YOUR OBJECTIVE:
Rewrite the entries from the start through the line holding "[[116, 147], [159, 132], [144, 120], [81, 133]]", swapping "marker" for "dot" and leaving everything else as it is. Don't include the pictures.

EXTRACTED INFORMATION:
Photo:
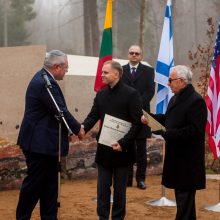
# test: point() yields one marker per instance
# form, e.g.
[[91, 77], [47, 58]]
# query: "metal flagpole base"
[[214, 208], [163, 201], [111, 199]]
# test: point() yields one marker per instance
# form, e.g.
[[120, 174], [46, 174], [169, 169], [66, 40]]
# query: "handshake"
[[158, 129], [80, 135]]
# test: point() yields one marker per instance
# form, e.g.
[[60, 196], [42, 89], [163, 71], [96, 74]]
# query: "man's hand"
[[116, 147], [159, 132], [144, 120], [81, 133]]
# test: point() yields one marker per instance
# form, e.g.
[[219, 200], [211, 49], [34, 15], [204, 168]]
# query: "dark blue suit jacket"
[[39, 131]]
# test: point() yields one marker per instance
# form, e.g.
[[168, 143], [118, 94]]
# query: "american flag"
[[164, 62], [213, 101]]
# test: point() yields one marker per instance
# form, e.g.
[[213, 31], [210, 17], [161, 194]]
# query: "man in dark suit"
[[140, 77], [38, 138], [123, 102], [185, 121]]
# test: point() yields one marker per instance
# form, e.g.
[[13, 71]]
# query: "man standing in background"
[[141, 78]]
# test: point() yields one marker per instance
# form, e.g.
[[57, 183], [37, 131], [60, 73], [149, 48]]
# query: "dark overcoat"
[[185, 121], [39, 130], [122, 102], [143, 82]]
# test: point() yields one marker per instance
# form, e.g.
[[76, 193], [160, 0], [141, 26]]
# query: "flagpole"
[[212, 102], [165, 59]]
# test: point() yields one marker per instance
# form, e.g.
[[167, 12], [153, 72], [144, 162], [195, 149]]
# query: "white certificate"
[[113, 129]]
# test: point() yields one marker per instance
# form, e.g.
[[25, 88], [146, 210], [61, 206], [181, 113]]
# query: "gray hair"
[[183, 72], [136, 46], [54, 57]]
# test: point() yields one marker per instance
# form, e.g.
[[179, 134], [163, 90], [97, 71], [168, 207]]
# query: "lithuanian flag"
[[106, 46]]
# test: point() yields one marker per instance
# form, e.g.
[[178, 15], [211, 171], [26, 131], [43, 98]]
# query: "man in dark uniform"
[[185, 121], [38, 138], [140, 77], [123, 102]]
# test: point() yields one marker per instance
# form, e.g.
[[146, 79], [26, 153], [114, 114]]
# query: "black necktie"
[[133, 71]]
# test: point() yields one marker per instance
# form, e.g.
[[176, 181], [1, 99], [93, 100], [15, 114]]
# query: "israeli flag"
[[164, 62]]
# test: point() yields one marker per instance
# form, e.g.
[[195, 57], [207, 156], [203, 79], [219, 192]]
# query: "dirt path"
[[77, 202]]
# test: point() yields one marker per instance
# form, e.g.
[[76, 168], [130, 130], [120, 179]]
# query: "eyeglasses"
[[171, 80], [136, 53]]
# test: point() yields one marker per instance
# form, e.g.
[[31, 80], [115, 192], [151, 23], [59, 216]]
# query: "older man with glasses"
[[185, 121]]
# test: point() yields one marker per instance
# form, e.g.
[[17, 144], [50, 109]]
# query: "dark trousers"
[[141, 161], [40, 184], [106, 176], [185, 201]]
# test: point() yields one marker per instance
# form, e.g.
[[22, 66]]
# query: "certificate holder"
[[113, 129]]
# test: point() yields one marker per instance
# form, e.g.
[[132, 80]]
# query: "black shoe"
[[141, 185], [129, 183]]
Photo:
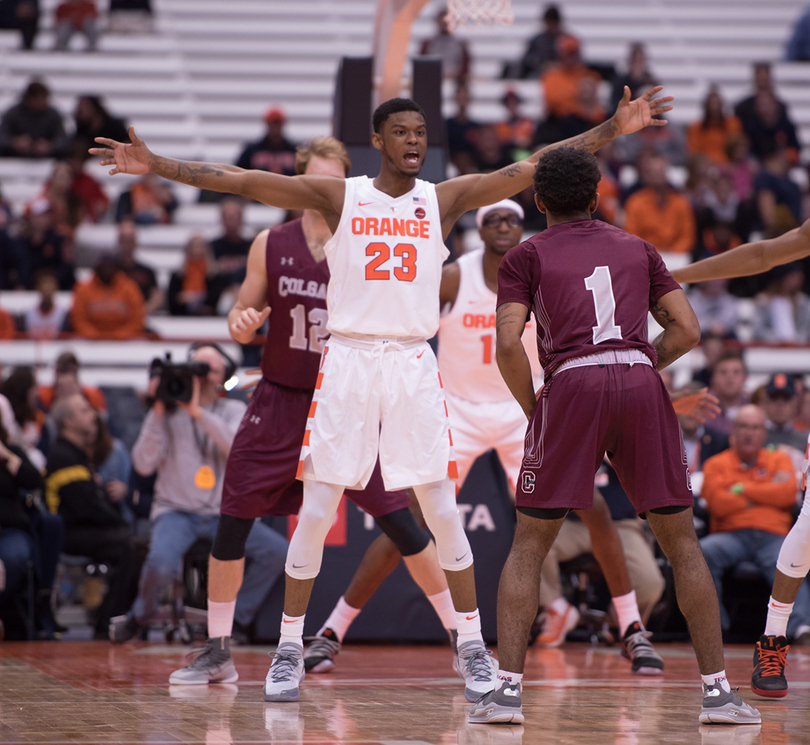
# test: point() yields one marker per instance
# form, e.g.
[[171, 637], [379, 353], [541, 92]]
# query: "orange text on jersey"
[[479, 321], [390, 226]]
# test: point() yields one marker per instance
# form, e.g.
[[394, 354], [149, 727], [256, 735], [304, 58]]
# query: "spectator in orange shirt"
[[659, 213], [712, 133], [749, 493], [109, 305]]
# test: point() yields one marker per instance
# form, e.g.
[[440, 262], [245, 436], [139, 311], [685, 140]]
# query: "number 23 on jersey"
[[403, 263]]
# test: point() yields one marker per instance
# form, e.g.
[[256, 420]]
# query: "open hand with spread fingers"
[[632, 116], [131, 158]]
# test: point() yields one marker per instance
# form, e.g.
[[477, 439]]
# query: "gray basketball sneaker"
[[285, 674], [478, 669], [501, 706], [720, 707], [213, 664]]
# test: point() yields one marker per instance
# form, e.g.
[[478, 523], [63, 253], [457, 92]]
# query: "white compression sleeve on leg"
[[316, 517], [794, 556], [438, 503]]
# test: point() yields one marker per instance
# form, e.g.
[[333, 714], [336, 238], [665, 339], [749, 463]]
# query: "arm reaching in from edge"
[[251, 309], [463, 193], [510, 321], [321, 193], [750, 258], [681, 327]]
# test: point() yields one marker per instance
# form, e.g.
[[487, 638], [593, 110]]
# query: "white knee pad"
[[794, 556], [438, 503], [316, 517]]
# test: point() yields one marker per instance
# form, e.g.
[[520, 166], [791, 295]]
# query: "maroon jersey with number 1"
[[296, 294]]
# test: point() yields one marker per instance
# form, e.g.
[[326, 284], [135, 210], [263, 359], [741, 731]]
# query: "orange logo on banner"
[[337, 535]]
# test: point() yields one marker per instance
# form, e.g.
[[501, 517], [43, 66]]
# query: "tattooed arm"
[[464, 193], [510, 320], [321, 193], [681, 327]]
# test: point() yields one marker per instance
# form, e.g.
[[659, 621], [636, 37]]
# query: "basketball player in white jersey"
[[379, 390], [485, 415]]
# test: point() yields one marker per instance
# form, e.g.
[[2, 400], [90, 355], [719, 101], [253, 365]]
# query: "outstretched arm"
[[751, 258], [681, 327], [464, 193], [321, 193], [511, 354]]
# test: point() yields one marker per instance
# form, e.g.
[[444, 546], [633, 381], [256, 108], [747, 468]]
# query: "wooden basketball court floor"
[[94, 692]]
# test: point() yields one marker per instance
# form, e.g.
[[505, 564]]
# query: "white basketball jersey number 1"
[[604, 305]]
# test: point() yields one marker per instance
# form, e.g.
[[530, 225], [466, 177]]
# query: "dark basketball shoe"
[[319, 656], [637, 648], [770, 658]]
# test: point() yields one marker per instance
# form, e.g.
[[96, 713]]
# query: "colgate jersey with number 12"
[[385, 261]]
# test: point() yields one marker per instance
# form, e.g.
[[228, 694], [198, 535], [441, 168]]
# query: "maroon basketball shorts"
[[584, 412], [260, 475]]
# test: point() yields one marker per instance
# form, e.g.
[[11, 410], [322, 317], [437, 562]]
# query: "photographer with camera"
[[186, 438]]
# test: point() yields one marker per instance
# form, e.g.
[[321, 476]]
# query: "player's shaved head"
[[393, 106], [565, 181]]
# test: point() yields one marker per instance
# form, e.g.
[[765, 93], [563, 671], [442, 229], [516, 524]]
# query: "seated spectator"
[[27, 534], [769, 128], [46, 320], [42, 247], [637, 78], [33, 128], [454, 54], [516, 131], [562, 84], [231, 248], [274, 152], [783, 310], [728, 380], [659, 213], [188, 446], [699, 439], [92, 120], [778, 197], [798, 46], [141, 274], [8, 326], [461, 132], [574, 540], [109, 305], [750, 492], [712, 133], [94, 526], [66, 383], [22, 15], [149, 201], [76, 17], [715, 308], [194, 291], [27, 428], [781, 406], [542, 49]]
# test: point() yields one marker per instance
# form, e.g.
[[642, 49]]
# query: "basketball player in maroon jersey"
[[590, 287], [400, 133], [286, 280]]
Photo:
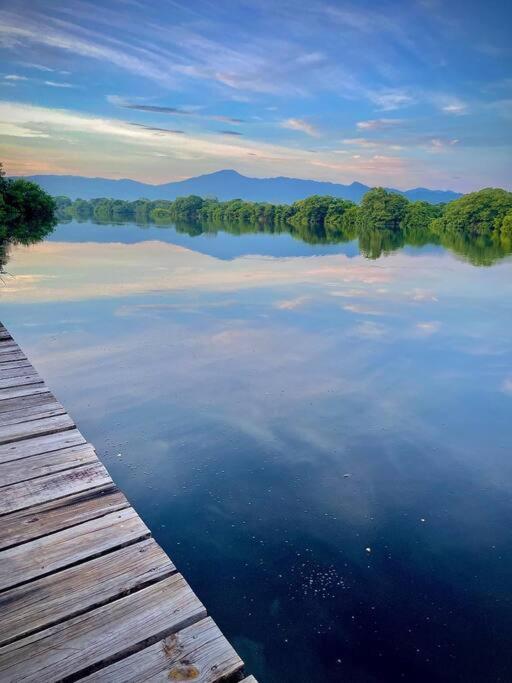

RIGHT ANSWER:
Photo:
# test: point() yields one dot per instance
# form, e.g.
[[91, 77], [47, 58]]
# query: "metal flagpole base"
[[214, 208], [163, 201], [111, 199]]
# test: point() yields one dot per instance
# form, e.g.
[[120, 174], [46, 174], [169, 169], [66, 40]]
# query: "handshake"
[[158, 129], [80, 135]]
# test: point() yields one dot per instance
# form, e.g.
[[60, 196], [42, 89], [163, 71], [96, 74]]
# query: "man's hand"
[[116, 147], [159, 132], [144, 120], [81, 133]]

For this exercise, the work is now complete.